---------- Data provided

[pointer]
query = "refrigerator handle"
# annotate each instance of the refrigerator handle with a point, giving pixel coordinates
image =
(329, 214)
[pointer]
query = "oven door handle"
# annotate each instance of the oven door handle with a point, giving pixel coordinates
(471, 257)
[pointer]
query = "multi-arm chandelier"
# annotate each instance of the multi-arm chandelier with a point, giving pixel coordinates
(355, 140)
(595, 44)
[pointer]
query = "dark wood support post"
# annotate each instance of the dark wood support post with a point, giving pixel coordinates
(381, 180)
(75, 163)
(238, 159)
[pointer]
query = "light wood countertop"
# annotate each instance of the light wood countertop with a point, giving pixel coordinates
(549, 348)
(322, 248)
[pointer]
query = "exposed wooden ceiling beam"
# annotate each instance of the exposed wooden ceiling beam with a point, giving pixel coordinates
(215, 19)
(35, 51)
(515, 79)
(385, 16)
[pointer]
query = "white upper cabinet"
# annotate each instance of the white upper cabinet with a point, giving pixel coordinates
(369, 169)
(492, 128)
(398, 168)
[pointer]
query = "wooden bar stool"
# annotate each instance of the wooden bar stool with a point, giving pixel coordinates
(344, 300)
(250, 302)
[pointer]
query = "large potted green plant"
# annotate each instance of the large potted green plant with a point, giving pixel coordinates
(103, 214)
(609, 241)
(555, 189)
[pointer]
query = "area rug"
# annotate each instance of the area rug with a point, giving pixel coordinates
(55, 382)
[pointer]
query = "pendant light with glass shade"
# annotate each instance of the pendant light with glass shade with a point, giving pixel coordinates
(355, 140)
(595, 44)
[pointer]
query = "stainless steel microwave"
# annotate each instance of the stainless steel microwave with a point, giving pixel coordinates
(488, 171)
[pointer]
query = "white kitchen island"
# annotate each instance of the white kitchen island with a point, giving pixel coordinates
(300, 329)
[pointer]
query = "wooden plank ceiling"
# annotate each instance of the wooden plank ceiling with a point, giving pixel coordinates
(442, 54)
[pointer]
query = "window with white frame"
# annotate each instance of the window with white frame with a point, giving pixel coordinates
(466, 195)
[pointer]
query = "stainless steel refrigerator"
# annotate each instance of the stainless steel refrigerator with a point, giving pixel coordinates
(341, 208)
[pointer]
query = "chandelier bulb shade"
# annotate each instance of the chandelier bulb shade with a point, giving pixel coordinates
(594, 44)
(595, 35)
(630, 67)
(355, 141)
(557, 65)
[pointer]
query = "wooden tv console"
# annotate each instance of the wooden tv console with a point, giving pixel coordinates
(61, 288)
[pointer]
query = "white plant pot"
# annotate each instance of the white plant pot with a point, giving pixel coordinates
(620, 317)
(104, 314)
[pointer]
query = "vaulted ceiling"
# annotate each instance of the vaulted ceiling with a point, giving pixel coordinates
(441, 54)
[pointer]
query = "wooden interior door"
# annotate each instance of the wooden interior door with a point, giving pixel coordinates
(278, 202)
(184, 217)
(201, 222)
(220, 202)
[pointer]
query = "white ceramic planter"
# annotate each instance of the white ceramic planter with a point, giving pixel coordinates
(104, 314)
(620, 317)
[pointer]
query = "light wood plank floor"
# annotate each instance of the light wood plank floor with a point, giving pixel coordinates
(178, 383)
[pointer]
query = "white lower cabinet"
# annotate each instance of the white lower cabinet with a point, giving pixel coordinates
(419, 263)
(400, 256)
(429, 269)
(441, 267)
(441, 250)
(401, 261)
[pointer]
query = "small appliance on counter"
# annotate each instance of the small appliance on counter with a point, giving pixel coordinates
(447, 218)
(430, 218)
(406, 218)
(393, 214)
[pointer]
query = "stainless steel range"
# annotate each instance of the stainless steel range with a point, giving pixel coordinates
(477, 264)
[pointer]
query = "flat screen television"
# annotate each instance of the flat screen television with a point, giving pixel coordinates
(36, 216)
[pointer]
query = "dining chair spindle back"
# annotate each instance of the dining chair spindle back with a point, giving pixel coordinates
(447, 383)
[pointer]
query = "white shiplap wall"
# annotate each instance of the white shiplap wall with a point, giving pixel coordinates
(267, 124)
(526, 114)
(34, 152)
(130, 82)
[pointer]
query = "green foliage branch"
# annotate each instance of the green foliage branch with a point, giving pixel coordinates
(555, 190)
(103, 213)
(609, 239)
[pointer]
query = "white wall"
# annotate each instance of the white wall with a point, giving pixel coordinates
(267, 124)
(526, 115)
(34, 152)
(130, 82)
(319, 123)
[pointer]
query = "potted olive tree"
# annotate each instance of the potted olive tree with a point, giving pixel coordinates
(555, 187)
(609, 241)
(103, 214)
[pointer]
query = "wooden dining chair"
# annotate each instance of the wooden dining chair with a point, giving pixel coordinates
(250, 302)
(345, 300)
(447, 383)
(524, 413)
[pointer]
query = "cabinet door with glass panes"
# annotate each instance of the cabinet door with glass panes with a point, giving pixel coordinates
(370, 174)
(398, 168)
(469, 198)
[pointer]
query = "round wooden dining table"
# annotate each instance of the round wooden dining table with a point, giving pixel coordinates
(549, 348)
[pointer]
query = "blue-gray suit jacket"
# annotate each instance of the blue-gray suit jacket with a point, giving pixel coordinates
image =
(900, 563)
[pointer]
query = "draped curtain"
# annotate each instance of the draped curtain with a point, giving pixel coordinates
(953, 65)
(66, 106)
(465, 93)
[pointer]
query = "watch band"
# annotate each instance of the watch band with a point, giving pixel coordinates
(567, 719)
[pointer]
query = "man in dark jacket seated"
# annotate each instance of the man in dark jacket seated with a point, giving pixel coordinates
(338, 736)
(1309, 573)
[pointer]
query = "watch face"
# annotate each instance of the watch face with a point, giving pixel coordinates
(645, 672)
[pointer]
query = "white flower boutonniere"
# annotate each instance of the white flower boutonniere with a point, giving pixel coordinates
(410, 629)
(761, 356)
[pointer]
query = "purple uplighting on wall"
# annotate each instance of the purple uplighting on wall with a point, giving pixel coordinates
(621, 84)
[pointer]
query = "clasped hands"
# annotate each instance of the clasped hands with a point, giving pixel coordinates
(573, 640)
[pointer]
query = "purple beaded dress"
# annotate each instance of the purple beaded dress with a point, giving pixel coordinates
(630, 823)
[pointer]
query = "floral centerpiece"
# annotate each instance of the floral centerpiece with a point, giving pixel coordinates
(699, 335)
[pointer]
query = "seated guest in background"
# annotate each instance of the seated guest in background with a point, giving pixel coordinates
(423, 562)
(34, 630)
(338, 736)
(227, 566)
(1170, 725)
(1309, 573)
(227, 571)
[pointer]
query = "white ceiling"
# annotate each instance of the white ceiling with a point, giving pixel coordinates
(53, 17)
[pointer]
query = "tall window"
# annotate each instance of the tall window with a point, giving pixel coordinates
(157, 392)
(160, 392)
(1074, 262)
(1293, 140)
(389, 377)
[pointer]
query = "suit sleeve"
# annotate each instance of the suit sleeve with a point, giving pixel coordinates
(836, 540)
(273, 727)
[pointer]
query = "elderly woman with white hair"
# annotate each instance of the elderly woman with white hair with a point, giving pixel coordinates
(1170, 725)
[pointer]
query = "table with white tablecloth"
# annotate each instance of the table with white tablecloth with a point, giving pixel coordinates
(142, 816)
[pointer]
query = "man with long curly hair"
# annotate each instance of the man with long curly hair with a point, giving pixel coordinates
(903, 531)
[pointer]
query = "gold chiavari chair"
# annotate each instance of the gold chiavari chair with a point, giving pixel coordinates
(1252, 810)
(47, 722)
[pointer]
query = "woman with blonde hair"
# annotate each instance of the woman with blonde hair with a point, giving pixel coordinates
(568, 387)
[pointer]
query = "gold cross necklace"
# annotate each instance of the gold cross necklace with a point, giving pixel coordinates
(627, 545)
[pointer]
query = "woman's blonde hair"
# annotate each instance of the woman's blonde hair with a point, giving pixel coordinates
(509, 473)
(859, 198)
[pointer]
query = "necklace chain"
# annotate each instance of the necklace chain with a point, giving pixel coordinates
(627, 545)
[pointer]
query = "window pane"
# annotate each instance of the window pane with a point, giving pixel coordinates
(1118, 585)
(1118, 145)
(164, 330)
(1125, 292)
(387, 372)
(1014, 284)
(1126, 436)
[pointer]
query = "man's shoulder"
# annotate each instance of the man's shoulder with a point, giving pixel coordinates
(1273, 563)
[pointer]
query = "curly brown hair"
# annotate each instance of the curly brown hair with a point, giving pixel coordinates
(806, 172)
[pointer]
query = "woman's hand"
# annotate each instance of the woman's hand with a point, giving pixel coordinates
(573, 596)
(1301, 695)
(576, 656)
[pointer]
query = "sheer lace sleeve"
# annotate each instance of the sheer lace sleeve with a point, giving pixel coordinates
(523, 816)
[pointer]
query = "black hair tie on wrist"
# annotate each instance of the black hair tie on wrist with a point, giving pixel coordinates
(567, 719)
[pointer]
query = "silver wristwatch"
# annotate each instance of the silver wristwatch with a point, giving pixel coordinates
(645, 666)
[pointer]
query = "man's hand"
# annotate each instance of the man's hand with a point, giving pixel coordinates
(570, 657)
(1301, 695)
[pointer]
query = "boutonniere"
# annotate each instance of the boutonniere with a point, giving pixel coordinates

--------------------

**Brief**
Write out each line of the data that holds the string "gray".

**Expected answer**
query = "blue-gray suit jacket"
# annotate each instance of the blue-gray suit jacket with a point, giving pixel coordinates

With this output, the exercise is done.